→ Document passage:
══════

# Tax Implications for short term letting (Solheim Cup)?



## Stephen75 (8 Apr 2011)

Hi all,

I need this cleared up, there has been many opinions... If I rent a property short term (10 nights) how is this taxed? Is it added to my gross income?

Steve


----------



## Ravima (8 Apr 2011)

there are not many options. Where do you get that information? 

It is added to your gross income and tax is payable on the profit at your highest level.


----------



## mandelbrot (8 Apr 2011)

Stephen75 said:


> Hi all,
> 
> I need this cleared up, there has been many opinions... If I rent a property short term (10 nights) how is this taxed? Is it added to my gross income?
> 
> Steve




It's a fairly cut and dry area, if more than 10k gross rent is received in any year, there's no question of rent a room relief, so any profit on it has to be taxed as Rental Income.

What kind of opinions are you hearing?!


----------



## Stephen75 (9 Apr 2011)

══════

→ Your tasks:
1. Reproduce the passage of the forum thread starting at "It's a fairly" and ending at "are you hearing?!".
2. In the rows, take the lines starting at the line containing "label the cluster" and ending at the end of the rows, and rewrite them with "a point per instance" replaced by "one point for each instance" and everything else unchanged. Give only those lines, and omit the pictures.
The forum thread and the rows that come after it are unrelated.

══════

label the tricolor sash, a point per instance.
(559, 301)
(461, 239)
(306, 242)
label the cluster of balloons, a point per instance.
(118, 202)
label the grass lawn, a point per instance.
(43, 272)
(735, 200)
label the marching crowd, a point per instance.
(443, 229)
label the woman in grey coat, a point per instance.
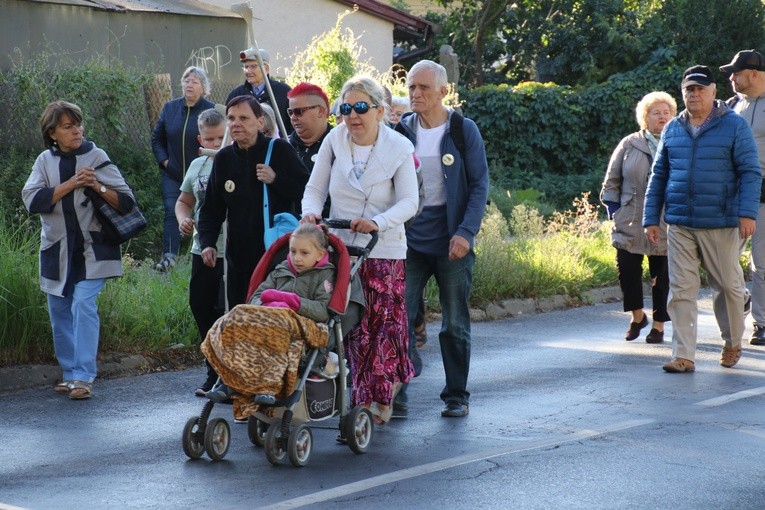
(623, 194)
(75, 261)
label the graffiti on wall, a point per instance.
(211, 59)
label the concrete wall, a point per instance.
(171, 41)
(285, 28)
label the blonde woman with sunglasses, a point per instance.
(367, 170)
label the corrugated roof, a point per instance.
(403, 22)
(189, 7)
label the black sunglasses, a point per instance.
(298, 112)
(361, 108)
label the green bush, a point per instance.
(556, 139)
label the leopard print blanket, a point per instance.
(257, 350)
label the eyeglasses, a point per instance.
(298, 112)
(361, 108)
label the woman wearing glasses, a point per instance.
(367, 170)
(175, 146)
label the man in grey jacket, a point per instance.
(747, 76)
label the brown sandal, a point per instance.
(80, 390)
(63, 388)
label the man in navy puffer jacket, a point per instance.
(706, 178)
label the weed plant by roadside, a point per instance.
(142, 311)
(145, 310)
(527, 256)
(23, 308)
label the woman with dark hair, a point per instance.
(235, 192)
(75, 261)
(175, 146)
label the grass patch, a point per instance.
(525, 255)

══════

→ Responses to the tasks:
1.
It's a fairly cut and dry area, if more than 10k gross rent is received in any year, there's no question of rent a room relief, so any profit on it has to be taxed as Rental Income.

What kind of opinions are you hearing?!

2.
label the cluster of balloons, one point for each instance.
(118, 202)
label the grass lawn, one point for each instance.
(43, 272)
(735, 200)
label the marching crowd, one point for each instance.
(443, 229)
label the woman in grey coat, one point for each instance.
(623, 194)
(75, 261)
label the graffiti on wall, one point for each instance.
(211, 59)
label the concrete wall, one point for each instance.
(171, 41)
(285, 28)
label the blonde woman with sunglasses, one point for each instance.
(367, 170)
label the corrugated roof, one point for each instance.
(403, 22)
(189, 7)
label the black sunglasses, one point for each instance.
(298, 112)
(361, 108)
label the green bush, one point for each instance.
(556, 139)
label the leopard print blanket, one point for each instance.
(257, 350)
label the eyeglasses, one point for each instance.
(298, 112)
(361, 108)
label the woman wearing glasses, one point for each instance.
(367, 170)
(175, 146)
label the man in grey jacket, one point for each instance.
(747, 76)
label the brown sandal, one point for each instance.
(80, 390)
(63, 388)
label the man in navy puffer jacket, one point for each instance.
(706, 178)
label the weed plant by roadside, one point for each instance.
(142, 311)
(145, 310)
(527, 256)
(23, 308)
label the woman with dark hair, one point for each instance.
(235, 192)
(75, 261)
(175, 146)
label the grass patch, one point for each instance.
(525, 255)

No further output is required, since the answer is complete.